→ ТЕКСТ СТРАНИЦЫ:
******************************
Частично итоги обсуждения были, как и в случае со «Скутаревским», опубликованы на страницах «Литературной газеты». Три литературных спеца высказываются в «Литературке» (№ 27): Лежнев, Шкловский, Левидов.
Все именитые, и все во первых строках вяло похваливают роман, но к финалу идут на попятную.
Лежневу не нравится, что Леонов так и не освободился от влияния Достоевского: например, разговоры Курилова с Протоклитовым «напоминают разговор Раскольникова со следователем».
Шкловский сетует, что роман«…слишком благоразумно построен. В нём настоящее взято, как прошлое». У Леонова.
Левидов спорит со Шкловским и говорит, что Леонов вовсе не благоразумен, но, напротив, он «самый взволнованный романтик эпохи», но эта взволнованность ему как раз и вредит.
В общем, кто в лес, кто по дрова, но все настроены раздражённо и брезгливо.
Немного исправляет ситуацию лишь опубликованная в этом же номере статья, вернее, стенограмма выступления Ясенского под названием «Идейный рост художника»: друг Бруно одной рукой ограждает Леонова от ударов, другой сам его пихает в бок; но в общем статья куда более доброжелательнее многих и многих других: «…когда советский автор в своём новом романе идейно вырастает на целую голову, простительны и ошибки. Это накладные расходы всякого большого начинания».
Жаль только, что Ясенский тоже ничего не понял в романе.
Партия и лично товарищ Сталин всё это время не высказывают никакой определённой позиции, хотя Леонов этого, кажется, ждал.
В иные времена ожидание литератора, чтобы именно власть его спасла от нападок, могло бы показаться диким, но тогда, в тридцатые, советские годы это как раз было в порядке вещей. Просто потому, что вся пресса так или иначе была советской прессой — и, значит, выражала точку зрения советской власти. И если в советской прессе шельмуют каждый новый роман Леонова — значит, он не нужен власти, равно как и стране. И иного понимания этой ситуации не было.
Леонов снова переживёт период и душевного раздражения, и сердечной растерянности: да, он сомневался во многом — как живой и мыслящий человек, да, он не являлся ортодоксом социалистической доктрины — но он действительно уже был готов поверить в неё. И тут — такие нежданные и злые удары; не того ждал писатель.
******************************
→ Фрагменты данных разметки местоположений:
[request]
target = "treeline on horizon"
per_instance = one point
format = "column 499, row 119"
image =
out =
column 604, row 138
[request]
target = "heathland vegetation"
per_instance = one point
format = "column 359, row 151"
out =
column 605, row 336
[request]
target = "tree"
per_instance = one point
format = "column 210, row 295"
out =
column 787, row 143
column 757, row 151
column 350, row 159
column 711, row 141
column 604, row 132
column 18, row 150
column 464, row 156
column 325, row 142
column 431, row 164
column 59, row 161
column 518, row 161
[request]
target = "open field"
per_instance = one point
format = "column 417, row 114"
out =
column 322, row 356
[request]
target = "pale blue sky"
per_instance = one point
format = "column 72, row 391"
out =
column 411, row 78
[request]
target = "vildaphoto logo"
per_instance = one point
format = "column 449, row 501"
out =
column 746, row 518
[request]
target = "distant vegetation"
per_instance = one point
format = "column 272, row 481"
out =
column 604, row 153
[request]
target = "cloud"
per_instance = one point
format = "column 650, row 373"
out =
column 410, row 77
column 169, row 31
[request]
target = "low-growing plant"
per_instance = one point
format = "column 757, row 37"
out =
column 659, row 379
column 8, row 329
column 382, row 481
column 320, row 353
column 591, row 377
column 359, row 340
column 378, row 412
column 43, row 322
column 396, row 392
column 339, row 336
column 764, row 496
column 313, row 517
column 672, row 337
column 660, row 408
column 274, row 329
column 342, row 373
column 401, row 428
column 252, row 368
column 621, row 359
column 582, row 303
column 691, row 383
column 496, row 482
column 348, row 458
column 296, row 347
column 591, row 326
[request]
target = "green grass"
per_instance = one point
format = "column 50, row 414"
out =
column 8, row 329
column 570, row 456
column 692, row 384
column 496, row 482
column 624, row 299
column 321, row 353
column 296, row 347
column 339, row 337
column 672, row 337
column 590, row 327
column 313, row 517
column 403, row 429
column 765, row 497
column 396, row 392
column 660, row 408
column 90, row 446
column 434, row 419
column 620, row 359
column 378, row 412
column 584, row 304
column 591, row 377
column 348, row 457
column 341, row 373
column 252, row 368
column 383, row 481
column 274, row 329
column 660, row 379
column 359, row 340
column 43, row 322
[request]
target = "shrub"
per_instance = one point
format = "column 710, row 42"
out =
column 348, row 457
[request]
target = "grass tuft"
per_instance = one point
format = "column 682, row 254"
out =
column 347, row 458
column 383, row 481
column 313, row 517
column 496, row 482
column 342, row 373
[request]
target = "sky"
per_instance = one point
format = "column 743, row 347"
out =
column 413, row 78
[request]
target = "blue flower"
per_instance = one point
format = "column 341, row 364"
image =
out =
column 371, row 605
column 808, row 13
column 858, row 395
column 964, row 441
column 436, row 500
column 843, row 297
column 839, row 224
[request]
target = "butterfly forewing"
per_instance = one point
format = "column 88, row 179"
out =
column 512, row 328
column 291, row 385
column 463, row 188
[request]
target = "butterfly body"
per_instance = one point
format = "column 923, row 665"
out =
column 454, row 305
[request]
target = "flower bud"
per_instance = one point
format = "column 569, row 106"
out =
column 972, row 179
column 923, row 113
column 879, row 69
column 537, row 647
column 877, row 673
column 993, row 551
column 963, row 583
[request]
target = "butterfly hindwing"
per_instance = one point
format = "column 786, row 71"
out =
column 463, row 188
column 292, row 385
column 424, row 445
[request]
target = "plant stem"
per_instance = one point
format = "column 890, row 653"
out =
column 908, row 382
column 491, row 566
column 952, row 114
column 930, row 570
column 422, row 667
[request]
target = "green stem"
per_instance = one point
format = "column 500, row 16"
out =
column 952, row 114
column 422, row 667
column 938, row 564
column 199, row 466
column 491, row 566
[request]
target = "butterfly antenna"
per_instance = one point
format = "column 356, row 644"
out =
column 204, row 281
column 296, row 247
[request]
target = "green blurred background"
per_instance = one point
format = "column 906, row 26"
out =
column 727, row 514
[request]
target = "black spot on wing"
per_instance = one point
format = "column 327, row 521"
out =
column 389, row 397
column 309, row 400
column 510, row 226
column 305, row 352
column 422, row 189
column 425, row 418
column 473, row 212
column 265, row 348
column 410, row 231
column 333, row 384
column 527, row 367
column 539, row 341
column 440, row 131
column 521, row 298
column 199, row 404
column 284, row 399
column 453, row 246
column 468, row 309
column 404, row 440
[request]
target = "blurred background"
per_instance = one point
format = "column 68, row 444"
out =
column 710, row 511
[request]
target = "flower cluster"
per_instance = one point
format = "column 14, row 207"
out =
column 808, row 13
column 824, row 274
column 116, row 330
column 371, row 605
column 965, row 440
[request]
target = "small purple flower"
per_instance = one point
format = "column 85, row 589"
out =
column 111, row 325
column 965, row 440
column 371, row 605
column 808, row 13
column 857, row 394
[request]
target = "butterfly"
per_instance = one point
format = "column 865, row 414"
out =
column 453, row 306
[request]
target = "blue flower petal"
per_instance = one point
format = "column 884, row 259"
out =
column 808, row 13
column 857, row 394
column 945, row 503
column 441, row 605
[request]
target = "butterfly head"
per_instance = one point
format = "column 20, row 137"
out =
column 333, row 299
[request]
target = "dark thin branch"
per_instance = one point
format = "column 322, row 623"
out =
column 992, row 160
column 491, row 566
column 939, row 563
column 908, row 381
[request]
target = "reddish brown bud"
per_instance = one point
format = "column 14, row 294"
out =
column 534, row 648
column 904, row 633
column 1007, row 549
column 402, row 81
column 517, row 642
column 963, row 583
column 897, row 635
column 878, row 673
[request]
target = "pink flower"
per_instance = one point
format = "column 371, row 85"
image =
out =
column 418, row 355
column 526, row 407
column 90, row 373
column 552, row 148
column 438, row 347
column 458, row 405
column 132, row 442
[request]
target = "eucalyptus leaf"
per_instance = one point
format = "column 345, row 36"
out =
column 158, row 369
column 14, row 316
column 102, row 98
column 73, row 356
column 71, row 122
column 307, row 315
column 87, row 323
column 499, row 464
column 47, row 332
******************************
→ ЗАДАНИЕ 1: Извлеките из текста о критике романа Леонова фрагмент, начиная с «Левидов спорит со» и заканчивая «раздражённо и брезгливо.».
→ ЗАДАНИЕ 2:
Ответьте по тексту о критике романа Леонова:
(a) В каком номере «Литературной газеты» высказываются три литературных спеца?
(b) Как называется стенограмма выступления Ясенского?
(c) С чем Лежнев сравнивает разговоры Курилова с Протоклитовым?
Отвечайте, опираясь только на текст страницы.

→ ОТВЕТ НА ЗАДАНИЕ 1:
Левидов спорит со Шкловским и говорит, что Леонов вовсе не благоразумен, но, напротив, он «самый взволнованный романтик эпохи», но эта взволнованность ему как раз и вредит.
В общем, кто в лес, кто по дрова, но все настроены раздражённо и брезгливо.

→ ОТВЕТ НА ЗАДАНИЕ 2:
(a) В № 27.
(b) «Идейный рост художника».
(c) С разговором Раскольникова со следователем.